● Segmentation mask data:
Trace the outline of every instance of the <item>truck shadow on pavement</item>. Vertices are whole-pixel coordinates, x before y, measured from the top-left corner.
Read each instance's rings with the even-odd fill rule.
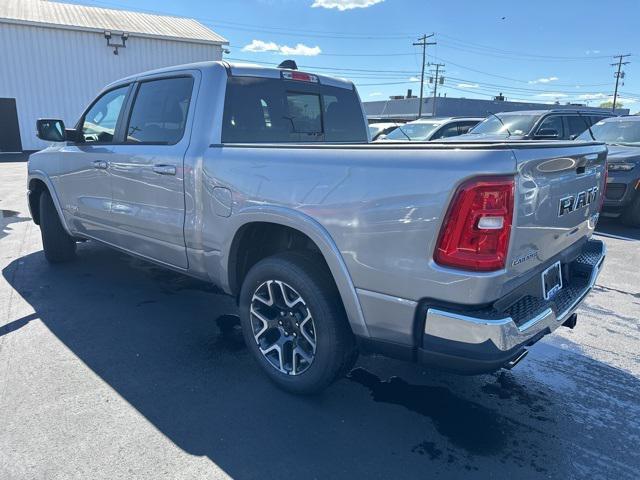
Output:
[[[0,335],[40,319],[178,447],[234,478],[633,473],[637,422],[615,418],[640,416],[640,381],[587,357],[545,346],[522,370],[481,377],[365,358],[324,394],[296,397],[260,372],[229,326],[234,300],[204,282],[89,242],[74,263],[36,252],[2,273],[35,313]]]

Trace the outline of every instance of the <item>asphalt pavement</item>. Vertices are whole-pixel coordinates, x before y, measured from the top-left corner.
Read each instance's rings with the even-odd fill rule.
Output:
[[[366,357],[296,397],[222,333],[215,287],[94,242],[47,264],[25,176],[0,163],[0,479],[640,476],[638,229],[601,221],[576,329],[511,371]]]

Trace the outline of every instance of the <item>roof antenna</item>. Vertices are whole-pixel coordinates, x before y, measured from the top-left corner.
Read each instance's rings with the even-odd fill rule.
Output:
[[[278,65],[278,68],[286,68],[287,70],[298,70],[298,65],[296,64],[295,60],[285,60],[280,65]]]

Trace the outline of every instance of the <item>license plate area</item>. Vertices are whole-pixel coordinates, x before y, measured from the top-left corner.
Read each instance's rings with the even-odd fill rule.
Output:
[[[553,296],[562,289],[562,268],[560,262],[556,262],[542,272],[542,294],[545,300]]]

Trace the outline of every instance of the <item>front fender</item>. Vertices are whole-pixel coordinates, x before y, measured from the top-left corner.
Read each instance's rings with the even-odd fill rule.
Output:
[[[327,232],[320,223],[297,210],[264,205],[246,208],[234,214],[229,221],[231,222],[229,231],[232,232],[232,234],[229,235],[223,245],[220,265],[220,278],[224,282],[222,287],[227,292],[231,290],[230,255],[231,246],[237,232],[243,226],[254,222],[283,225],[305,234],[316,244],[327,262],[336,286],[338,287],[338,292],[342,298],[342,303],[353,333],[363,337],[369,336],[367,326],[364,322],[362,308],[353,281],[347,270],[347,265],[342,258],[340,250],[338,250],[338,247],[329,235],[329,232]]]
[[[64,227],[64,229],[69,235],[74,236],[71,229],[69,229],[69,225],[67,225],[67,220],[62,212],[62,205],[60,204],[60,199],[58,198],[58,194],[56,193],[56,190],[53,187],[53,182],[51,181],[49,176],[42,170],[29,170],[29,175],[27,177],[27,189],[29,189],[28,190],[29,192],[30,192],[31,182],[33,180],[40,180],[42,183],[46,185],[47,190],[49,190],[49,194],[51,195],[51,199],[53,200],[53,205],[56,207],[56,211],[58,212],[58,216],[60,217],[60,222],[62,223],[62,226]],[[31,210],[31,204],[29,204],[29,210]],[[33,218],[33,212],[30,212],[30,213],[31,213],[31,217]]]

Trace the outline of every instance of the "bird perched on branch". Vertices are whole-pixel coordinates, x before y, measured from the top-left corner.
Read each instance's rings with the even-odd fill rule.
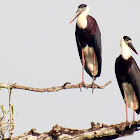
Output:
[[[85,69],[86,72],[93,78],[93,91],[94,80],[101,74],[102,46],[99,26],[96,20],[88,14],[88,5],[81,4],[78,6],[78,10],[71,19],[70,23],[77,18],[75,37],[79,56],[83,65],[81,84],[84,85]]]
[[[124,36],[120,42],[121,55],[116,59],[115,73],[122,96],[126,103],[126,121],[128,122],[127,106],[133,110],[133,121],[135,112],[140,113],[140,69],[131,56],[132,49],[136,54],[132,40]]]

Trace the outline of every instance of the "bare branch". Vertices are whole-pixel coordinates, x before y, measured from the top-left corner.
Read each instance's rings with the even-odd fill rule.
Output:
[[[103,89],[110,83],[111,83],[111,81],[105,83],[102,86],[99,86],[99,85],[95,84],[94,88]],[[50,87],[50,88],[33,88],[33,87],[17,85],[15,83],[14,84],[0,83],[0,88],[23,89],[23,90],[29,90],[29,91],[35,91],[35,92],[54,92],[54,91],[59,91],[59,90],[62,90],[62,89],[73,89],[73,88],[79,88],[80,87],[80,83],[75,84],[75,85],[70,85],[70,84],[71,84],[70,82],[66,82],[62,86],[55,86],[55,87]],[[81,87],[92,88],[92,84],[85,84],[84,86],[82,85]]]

● What needs to be done: Line by line, print the records exactly, leaving the pictures behind.

● Exercise output:
Trace the outline of every instance of the <item>truck shadow on pavement</item>. Vertices are whole-pixel coordinates, x before y, measured from the top-left corner.
Read each instance's rings with the even-odd fill rule.
Output:
[[[0,335],[40,319],[178,447],[234,478],[633,473],[637,422],[615,418],[640,416],[640,381],[587,357],[545,346],[522,370],[481,377],[365,358],[324,394],[296,397],[260,372],[229,326],[234,300],[204,282],[89,242],[74,263],[36,252],[2,273],[35,313]]]

Trace the outline of every instance of the <item>asphalt pavement</item>. Vertices are whole-pixel coordinates, x before y, measured from the top-left corner.
Read each instance's rings with the even-odd fill rule.
Output:
[[[366,357],[296,397],[222,333],[215,287],[94,242],[47,264],[25,176],[0,163],[0,479],[640,476],[638,229],[601,221],[576,329],[511,371]]]

Trace the outline of every instance of the <item>roof antenna</item>. Vertices are whole-pixel coordinates, x before y, measured from the top-left corner.
Read each instance's rings with the even-odd fill rule.
Output:
[[[278,65],[278,68],[286,68],[287,70],[298,70],[298,65],[296,64],[295,60],[285,60],[280,65]]]

Trace the outline of every instance of the <item>license plate area</item>. Vertices are whole-pixel coordinates, x before y, measured from the top-left corner.
Read each instance's rings with the even-odd fill rule.
Output:
[[[553,296],[562,289],[562,268],[560,262],[556,262],[542,272],[542,294],[545,300]]]

Trace the outline of every instance of the <item>front fender</item>. Vertices are whole-pixel coordinates, x before y, measured from the top-left corner.
Read each instance's rings with the even-odd fill rule.
Output:
[[[327,232],[320,223],[297,210],[264,205],[246,208],[234,214],[229,221],[231,222],[229,231],[232,232],[232,234],[229,235],[223,245],[220,265],[220,278],[224,282],[222,287],[227,292],[231,290],[230,255],[231,246],[237,232],[243,226],[254,222],[283,225],[305,234],[316,244],[327,262],[336,286],[338,287],[338,292],[342,298],[342,303],[353,333],[363,337],[369,336],[367,326],[364,322],[362,308],[353,281],[347,270],[347,265],[342,258],[340,250],[338,250],[338,247],[329,235],[329,232]]]
[[[64,227],[64,229],[69,235],[74,236],[71,229],[69,229],[69,225],[67,225],[67,220],[62,212],[62,205],[60,204],[60,199],[58,198],[58,194],[56,193],[56,190],[53,187],[53,182],[51,181],[49,176],[42,170],[29,170],[29,175],[27,177],[27,189],[29,189],[28,190],[29,192],[30,192],[31,182],[33,180],[40,180],[42,183],[46,185],[47,190],[49,190],[49,194],[51,195],[51,199],[53,200],[53,205],[56,207],[56,211],[58,212],[58,216],[60,217],[60,222],[62,223],[62,226]],[[31,210],[31,204],[29,204],[29,210]],[[33,218],[33,212],[30,212],[30,213],[31,213],[31,217]]]

Trace the outline of every instance of the "bird perched on branch". Vertices are whole-pixel coordinates, x before y, measured from the top-left corner.
Read each instance's rings with the even-odd fill rule.
Output:
[[[85,69],[86,72],[93,78],[93,91],[94,80],[101,74],[102,46],[99,26],[96,20],[88,14],[88,5],[81,4],[78,6],[78,10],[71,19],[70,23],[77,18],[75,37],[79,56],[83,65],[81,84],[84,85]]]
[[[124,36],[120,42],[121,55],[116,59],[115,73],[122,96],[126,103],[126,121],[128,122],[127,106],[133,110],[133,121],[135,112],[140,113],[140,69],[131,56],[132,49],[136,54],[132,40]]]

Trace the outline of every instance of the "bare branch". Vertices are whole-pixel coordinates, x before y, measured from the top-left corner.
Read each instance's rings with the even-odd fill rule.
Output:
[[[103,89],[110,83],[111,83],[111,81],[105,83],[102,86],[99,86],[99,85],[95,84],[94,88]],[[50,87],[50,88],[33,88],[33,87],[17,85],[15,83],[14,84],[0,83],[0,88],[23,89],[23,90],[29,90],[29,91],[35,91],[35,92],[54,92],[54,91],[59,91],[59,90],[62,90],[62,89],[73,89],[73,88],[79,88],[80,87],[80,83],[75,84],[75,85],[70,85],[70,84],[71,84],[70,82],[66,82],[62,86],[55,86],[55,87]],[[81,87],[92,88],[92,84],[85,84],[84,86],[82,85]]]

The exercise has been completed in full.